__Data entries__:
• • •
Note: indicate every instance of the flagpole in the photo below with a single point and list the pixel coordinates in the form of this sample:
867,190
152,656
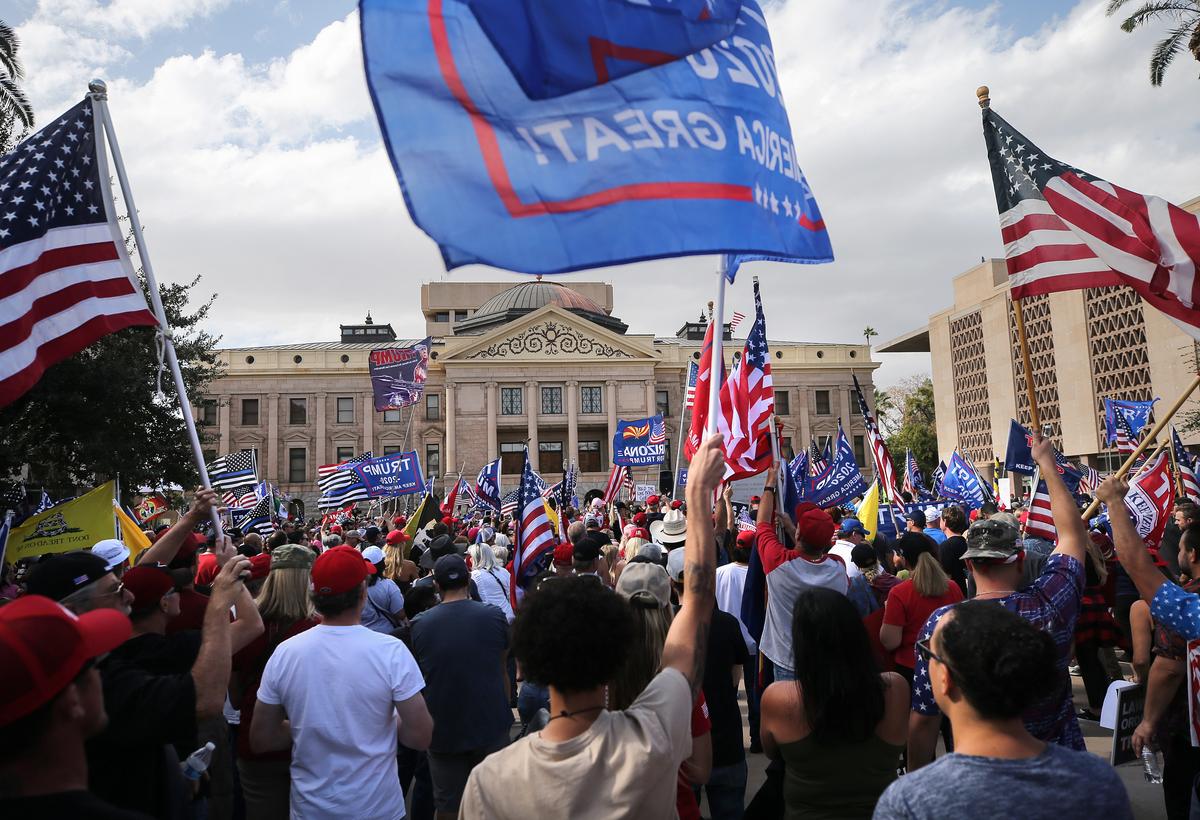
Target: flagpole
983,95
717,363
99,94
1145,442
• • •
__The task__: Rewrite the records with every "flagpole" changed to "lamppost" and nothing else altered, leaving out the pictures.

__The answer__:
Note: indicate every instance of the lamppost in the photo below with a single point and list the pixel coordinates in the form of this sample:
867,190
152,656
Target: lamppost
983,95
717,363
99,94
1145,442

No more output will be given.